- PROBLEM STATEMENT -
Where the records below show a line containing "hull, one line per instance.", start copying; end with the line containing "the sky, one line per instance.", and copy it too.

+++ MATERIAL TO PROCESS

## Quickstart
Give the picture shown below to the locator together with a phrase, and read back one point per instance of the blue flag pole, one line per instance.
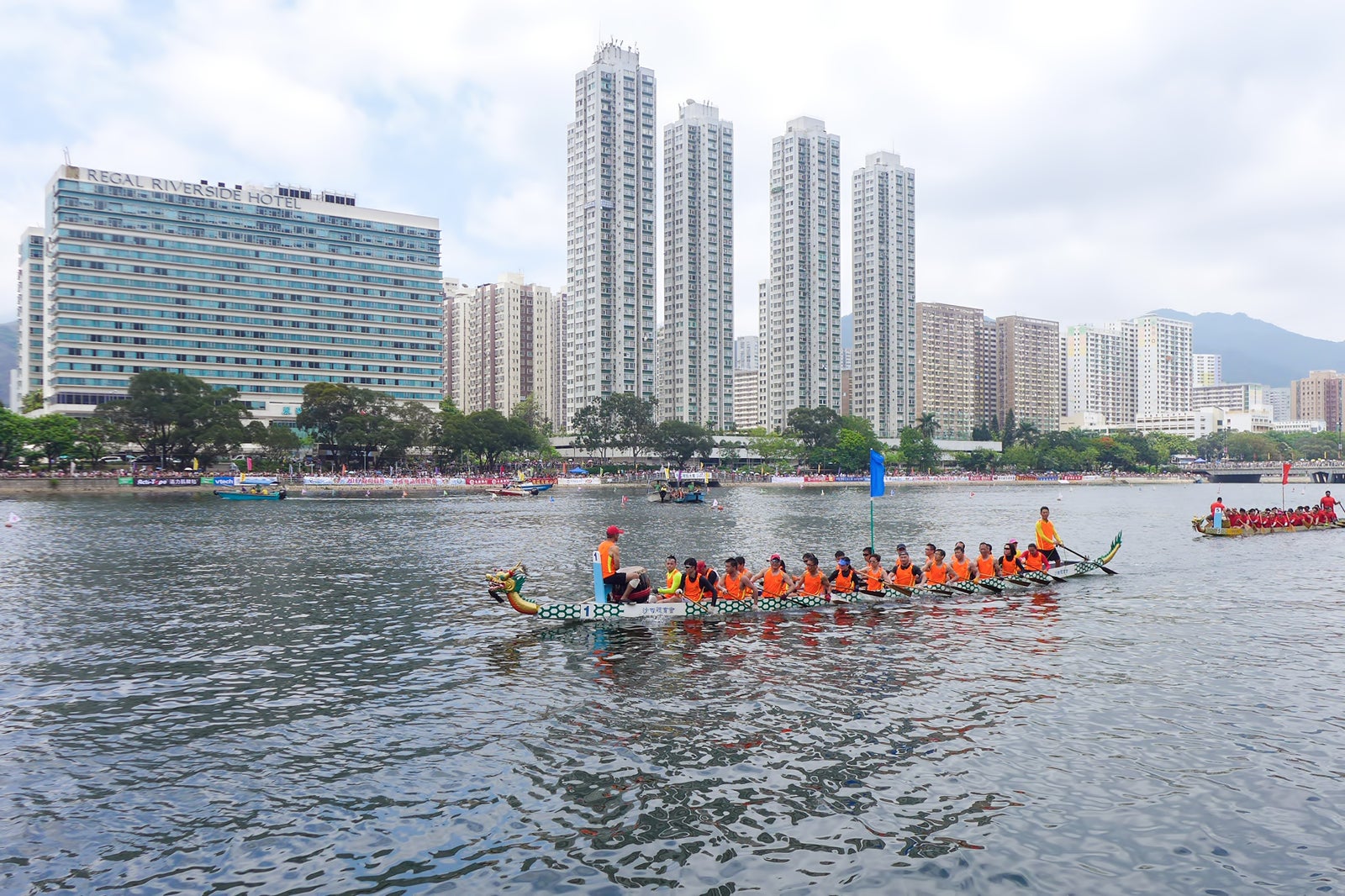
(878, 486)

++++++
+++ MATERIAL TO PROCESS

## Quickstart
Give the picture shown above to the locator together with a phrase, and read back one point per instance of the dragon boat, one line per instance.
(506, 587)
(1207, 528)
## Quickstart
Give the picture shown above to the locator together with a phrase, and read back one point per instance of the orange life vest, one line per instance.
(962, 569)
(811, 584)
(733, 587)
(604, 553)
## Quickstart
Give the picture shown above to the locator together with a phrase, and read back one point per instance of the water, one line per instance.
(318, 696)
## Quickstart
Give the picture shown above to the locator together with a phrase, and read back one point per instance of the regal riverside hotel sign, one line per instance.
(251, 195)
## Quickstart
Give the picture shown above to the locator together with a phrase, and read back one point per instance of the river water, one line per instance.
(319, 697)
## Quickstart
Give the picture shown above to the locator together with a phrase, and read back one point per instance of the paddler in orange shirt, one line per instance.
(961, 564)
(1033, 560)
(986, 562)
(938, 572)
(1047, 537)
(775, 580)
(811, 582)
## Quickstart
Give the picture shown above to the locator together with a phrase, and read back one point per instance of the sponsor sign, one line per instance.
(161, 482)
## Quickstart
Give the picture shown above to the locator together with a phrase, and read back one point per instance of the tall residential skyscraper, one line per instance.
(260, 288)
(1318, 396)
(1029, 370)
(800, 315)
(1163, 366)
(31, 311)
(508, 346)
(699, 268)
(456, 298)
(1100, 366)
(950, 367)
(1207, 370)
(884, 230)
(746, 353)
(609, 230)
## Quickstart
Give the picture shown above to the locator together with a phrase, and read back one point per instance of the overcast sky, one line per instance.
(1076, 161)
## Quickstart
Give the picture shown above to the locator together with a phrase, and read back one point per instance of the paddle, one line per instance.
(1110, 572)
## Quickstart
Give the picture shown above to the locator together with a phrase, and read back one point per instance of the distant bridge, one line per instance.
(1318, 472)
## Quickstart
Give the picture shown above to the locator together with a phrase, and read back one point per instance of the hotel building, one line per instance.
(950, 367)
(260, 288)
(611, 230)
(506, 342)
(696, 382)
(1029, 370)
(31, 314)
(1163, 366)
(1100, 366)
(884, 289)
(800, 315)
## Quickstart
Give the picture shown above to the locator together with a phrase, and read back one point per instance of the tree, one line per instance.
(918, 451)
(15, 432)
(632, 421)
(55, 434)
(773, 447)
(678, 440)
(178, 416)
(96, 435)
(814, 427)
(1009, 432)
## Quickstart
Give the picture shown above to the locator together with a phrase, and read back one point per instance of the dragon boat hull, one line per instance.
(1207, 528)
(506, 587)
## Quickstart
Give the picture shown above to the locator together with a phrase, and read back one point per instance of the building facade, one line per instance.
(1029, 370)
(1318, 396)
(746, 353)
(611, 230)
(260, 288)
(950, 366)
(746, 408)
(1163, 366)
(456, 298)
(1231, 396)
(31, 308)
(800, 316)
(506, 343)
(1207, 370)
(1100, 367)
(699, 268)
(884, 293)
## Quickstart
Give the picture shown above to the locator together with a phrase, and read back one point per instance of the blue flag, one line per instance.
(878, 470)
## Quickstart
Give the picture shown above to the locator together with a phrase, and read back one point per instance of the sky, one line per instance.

++++++

- FINISHED EXERCISE -
Give the picture shown above to the locator together with a phrase, and read back one point per instance of the dragon boat hull, one line per instance.
(1207, 528)
(506, 587)
## Quickstart
Give the picture shown above to the locator together with a phrase, and read back one point per instance of the building facade, one line per instance.
(1029, 370)
(1318, 396)
(746, 353)
(611, 230)
(260, 288)
(950, 366)
(746, 408)
(1163, 366)
(456, 298)
(1231, 396)
(31, 308)
(800, 316)
(506, 343)
(1207, 370)
(1100, 367)
(699, 268)
(884, 293)
## Quickstart
Give the picture shown above to the locator together with a phrase, and read back one point per instance of the blue flag, one line per instance.
(878, 470)
## Quickstart
Give the picture shown above to the locator together with a phrase, and read back one point per instance of the sky, one line per instance.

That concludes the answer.